● **Brief**: Turn every one of the lines below into a Markdown table with two columns, "Row" for the row number and "Line" for the line itself. Leave out the blank lines.

----- Stored rows

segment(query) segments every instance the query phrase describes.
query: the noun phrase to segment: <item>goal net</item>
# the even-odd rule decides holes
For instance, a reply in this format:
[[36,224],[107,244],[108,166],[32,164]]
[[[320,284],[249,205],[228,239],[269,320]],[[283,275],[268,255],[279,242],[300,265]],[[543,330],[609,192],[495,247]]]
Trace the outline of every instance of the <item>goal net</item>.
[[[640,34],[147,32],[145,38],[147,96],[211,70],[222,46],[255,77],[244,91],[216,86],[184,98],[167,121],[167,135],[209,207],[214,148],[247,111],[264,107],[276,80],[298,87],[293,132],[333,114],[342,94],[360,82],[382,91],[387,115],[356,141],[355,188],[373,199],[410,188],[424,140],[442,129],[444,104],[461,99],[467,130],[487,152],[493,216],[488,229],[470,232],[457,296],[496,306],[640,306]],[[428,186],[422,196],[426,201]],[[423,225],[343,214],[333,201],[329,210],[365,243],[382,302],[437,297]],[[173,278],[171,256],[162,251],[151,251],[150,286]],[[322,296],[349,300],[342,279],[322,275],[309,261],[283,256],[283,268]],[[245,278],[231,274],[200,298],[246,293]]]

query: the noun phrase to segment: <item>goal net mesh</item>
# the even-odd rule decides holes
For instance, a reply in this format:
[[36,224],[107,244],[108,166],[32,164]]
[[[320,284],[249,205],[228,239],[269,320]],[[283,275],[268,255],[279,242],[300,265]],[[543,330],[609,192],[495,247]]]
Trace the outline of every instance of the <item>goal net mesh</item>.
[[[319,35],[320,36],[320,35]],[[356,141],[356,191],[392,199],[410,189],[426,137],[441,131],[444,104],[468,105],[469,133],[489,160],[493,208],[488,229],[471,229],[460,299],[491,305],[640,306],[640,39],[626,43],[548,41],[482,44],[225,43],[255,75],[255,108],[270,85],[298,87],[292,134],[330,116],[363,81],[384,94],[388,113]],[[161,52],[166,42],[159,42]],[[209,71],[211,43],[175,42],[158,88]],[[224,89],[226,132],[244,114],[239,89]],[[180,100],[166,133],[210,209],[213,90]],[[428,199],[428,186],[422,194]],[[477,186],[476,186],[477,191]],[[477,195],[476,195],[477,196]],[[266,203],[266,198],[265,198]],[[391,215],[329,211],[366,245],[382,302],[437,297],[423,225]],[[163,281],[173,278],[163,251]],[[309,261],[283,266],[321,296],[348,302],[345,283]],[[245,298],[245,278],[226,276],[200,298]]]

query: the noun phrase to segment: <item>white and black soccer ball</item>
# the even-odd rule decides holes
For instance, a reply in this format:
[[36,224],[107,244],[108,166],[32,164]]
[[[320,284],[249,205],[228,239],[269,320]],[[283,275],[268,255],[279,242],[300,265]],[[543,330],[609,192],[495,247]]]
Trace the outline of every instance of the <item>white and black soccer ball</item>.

----------

● **Completed task**:
| Row | Line |
|---|---|
| 1 | segment(query) segments every instance the query phrase describes. |
| 2 | query: the noun phrase to segment: <item>goal net</item> |
| 3 | # the even-odd rule decides holes |
| 4 | For instance, a reply in this format: |
| 5 | [[36,224],[107,244],[108,166],[32,164]] |
| 6 | [[[320,284],[249,205],[228,239],[269,320]],[[283,275],[268,255],[279,242],[300,265]],[[543,330],[609,192],[495,247]]] |
| 7 | Trace the outline of every instance of the <item>goal net</item>. |
| 8 | [[[640,34],[147,32],[145,38],[147,96],[211,70],[222,46],[255,77],[244,91],[216,86],[184,98],[167,121],[167,135],[209,207],[214,148],[247,111],[264,107],[276,80],[298,87],[293,132],[333,114],[342,94],[360,82],[382,91],[387,115],[356,141],[355,188],[373,199],[410,188],[424,140],[442,129],[444,104],[461,99],[467,130],[487,152],[493,216],[488,229],[470,232],[457,296],[496,306],[640,306]],[[428,186],[422,196],[426,201]],[[423,225],[343,214],[333,201],[329,210],[365,243],[382,302],[437,297]],[[173,278],[171,256],[162,251],[151,251],[150,286]],[[322,296],[349,300],[342,279],[322,275],[309,261],[283,256],[283,268]],[[245,278],[231,274],[200,298],[246,293]]] |
| 9 | query: the noun phrase to segment: <item>goal net mesh</item> |
| 10 | # the even-odd rule decides holes |
| 11 | For instance, a reply in this format: |
| 12 | [[36,224],[107,244],[108,166],[32,164]] |
| 13 | [[[320,284],[249,205],[228,239],[269,320]],[[283,275],[268,255],[279,242],[300,265]],[[543,330],[609,192],[495,247]]] |
| 14 | Trace the outline of every instance of the <item>goal net mesh</item>. |
| 15 | [[[319,35],[320,36],[320,35]],[[356,141],[356,191],[392,199],[410,189],[426,137],[441,131],[444,104],[468,105],[469,133],[489,160],[493,208],[488,229],[471,229],[460,299],[491,305],[640,306],[640,39],[626,43],[548,41],[482,44],[225,43],[255,75],[255,108],[270,85],[298,87],[292,134],[330,116],[363,81],[384,94],[388,113]],[[161,52],[166,42],[159,42]],[[209,71],[211,43],[175,42],[158,88]],[[224,89],[226,132],[244,114],[239,89]],[[180,100],[166,133],[210,209],[213,90]],[[428,199],[428,186],[422,194]],[[477,186],[476,186],[477,191]],[[477,195],[476,195],[477,196]],[[266,203],[266,198],[265,198]],[[391,215],[329,211],[366,245],[382,302],[437,297],[423,225]],[[163,281],[173,278],[163,251]],[[309,261],[283,266],[321,296],[348,302],[345,283]],[[245,298],[245,278],[226,276],[200,298]]] |
| 16 | query: the noun phrase to segment: <item>white and black soccer ball</item> |
| 17 | # the even-odd rule decides holes |
| 18 | For instance, a reply in this format: |
| 19 | [[36,224],[107,244],[108,166],[32,164]] |
| 20 | [[[320,284],[249,205],[228,239],[269,320]],[[283,275],[268,255],[279,242],[300,265]],[[543,330],[609,192],[495,247]]] |
| 21 | Trace the outline of every instance of the <item>white and black soccer ball</item>. |